INSTRUCTIONS TO FOLLOW: Lines from the one containing "(216, 173, 239, 224)" through the last one in the data below: write them out word for word, and only them.

DATA SECTION:
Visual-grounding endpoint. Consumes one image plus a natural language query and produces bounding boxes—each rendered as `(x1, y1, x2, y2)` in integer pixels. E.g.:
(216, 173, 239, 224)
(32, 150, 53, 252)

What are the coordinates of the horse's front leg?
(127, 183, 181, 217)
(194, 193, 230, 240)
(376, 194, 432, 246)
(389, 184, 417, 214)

EXPECTED OUTPUT:
(216, 173, 239, 224)
(32, 150, 53, 252)

What are the coordinates of the horse's front leg?
(127, 183, 181, 217)
(194, 193, 230, 240)
(376, 194, 432, 246)
(389, 184, 417, 214)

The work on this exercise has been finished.